━━━ DOCUMENT PASSAGE

The early returns are favorable… but it’s time for Thad Matta to help his team work up a bit more of a sweat in the non-conference season. According to Ken Pomeroy, the Buckeyes have played the 317th most difficult schedule in Division I basketball this season. Ohio State’s only non-conference road game was a part of the Big Ten-ACC Challenge (a loss at Louisville), but Saturday’s game against UNC at the United Center should provide a better judgment of how good this Buckeye team might be.
3. Maryland (10-1)
Maryland is perhaps the biggest early surprise in the Big Ten conference. The Terrapins are 10-1 with their only loss to a very talented Virginia team and they have quality wins over Iowa State and Arizona State on a neutral floor. They’ve also manage to accomplish all of that with star player Dez Wells playing in only five games and Evan Smotrycz playing in just three.
Perhaps the biggest reason for Maryland’s early season success is 6-foot-3 freshman Melo Trimble. Trimble is leading the Terps with 15.8 points and three assists per game and is already one of the best ball screen players in the Big Ten. According to Synergy Sports, only Terran Petteway has created more points on ball screens this season
4. Michigan State (7-3)
Michigan State is the best three-point shooting team in the country. When we discuss Tom Izzo’s teams we always focus on the rebounding and the defense, but this team can flat out shoot it. Three-point shooting has actually been a recent trend for the Spartans over the last two years. This year’s group of Spartans are on pace to be Izzo’s best shooting team since 2002 and his last two teams have shot more threes than any of his teams in the last decade.

━━━━━━

# THINGS TO DO
A) In the Big Ten basketball rankings, who leads Maryland in scoring, and with how many points per game?
B) Which players are named in the Big Ten basketball rankings? Give every one.
C) Resume the Big Ten basketball rankings right after their final sentence.
The listing after this text has no role in the work here.

━━━ DATA SECTION

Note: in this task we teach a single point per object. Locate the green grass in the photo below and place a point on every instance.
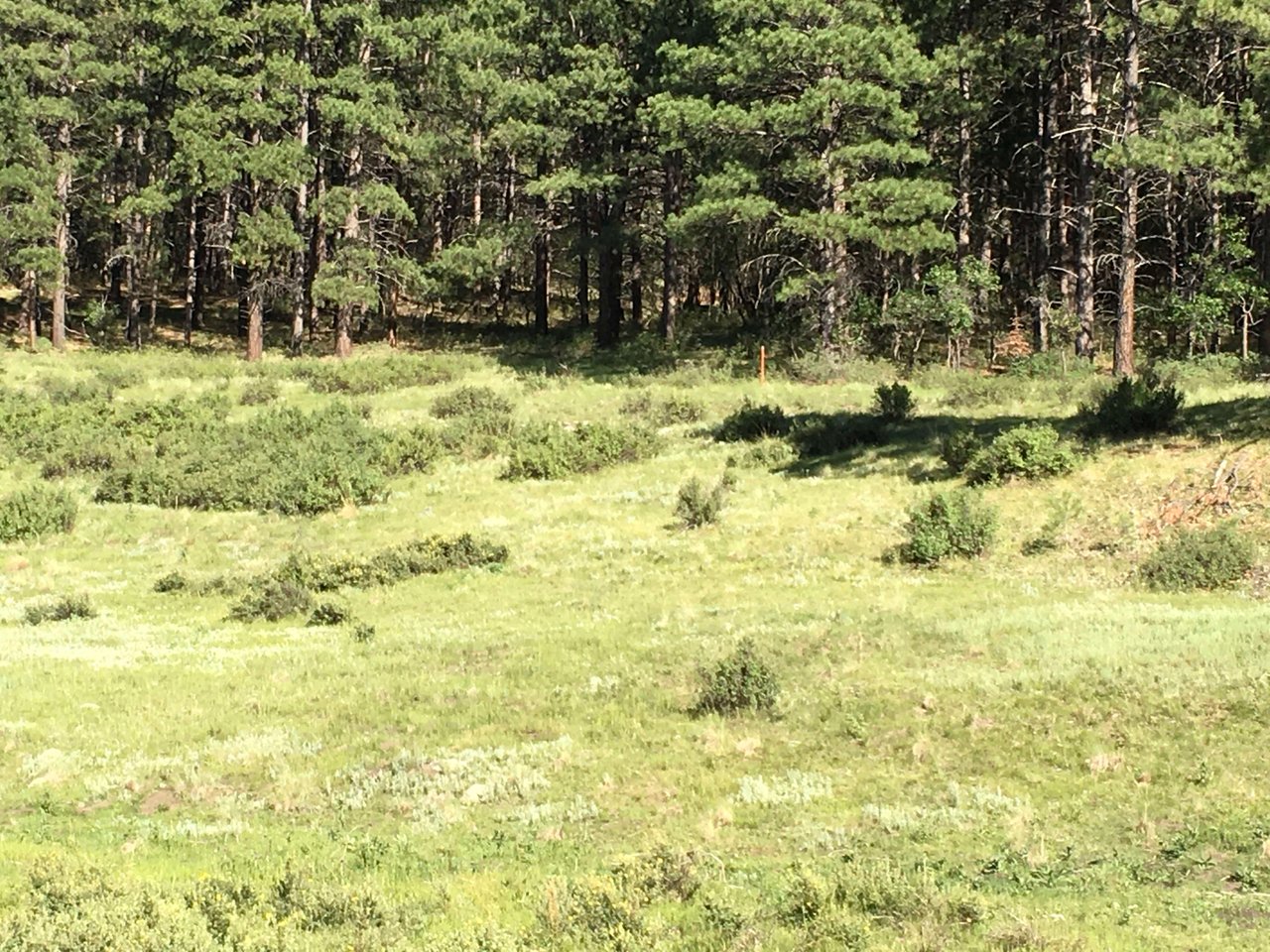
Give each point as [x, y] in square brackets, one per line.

━━━━━━

# ANSWERS PROVIDED
A) Melo Trimble leads Maryland with 15.8 points per game.

B) Dez Wells, Evan Smotrycz, Melo Trimble, Terran Petteway

C)
As it stands, the Spartans have done everything that could be expected of them in the win-loss column, but nothing more. Michigan State lost all three of its games against top-100 opponents (Duke, Kansas and Notre Dame), but has been coasting past other competition without breaking much of a sweat.
5. Minnesota (8-2)
Before the season I asked whether this would be the year we see Richard Pitino’s real defense. The answer through ten games is an unequivocal yes. The Gophers are ranked third in the country in forced turnover rate and are averaging 71.4 possessions per game, making them the fastest team in the Big Ten and the 16th fastest in the country. Imposing your style of play is one thing in the non-conference season, but it will be interesting to see if the Gophers can create a similar style game throughout the rigors of Big Ten play.
6. Iowa (8-3)
Iowa continues to be one of the most difficult teams in the conference to analyze. There were times last season where the Hawkeyes looked like one of the Big Ten’s top teams, then they lost seven of their last eight games. This year’s Hawkeye team is much better on defense than offense thanks to its size — the Hawkeyes are the sixth tallest team in Division I — but continues to be inconsistent. Iowa scalped one of the biggest road wins of the Big Ten-ACC Challenge by knocking off North Carolina, 60-55, but was drubbed at home by an Iowa State team playing without its No. 2 scorer on Friday night.
7. Indiana (8-2)
The first words that come to mind when thinking about last year’s Indiana offense are turnovers, transition, poor shooting and Yogi Ferrell.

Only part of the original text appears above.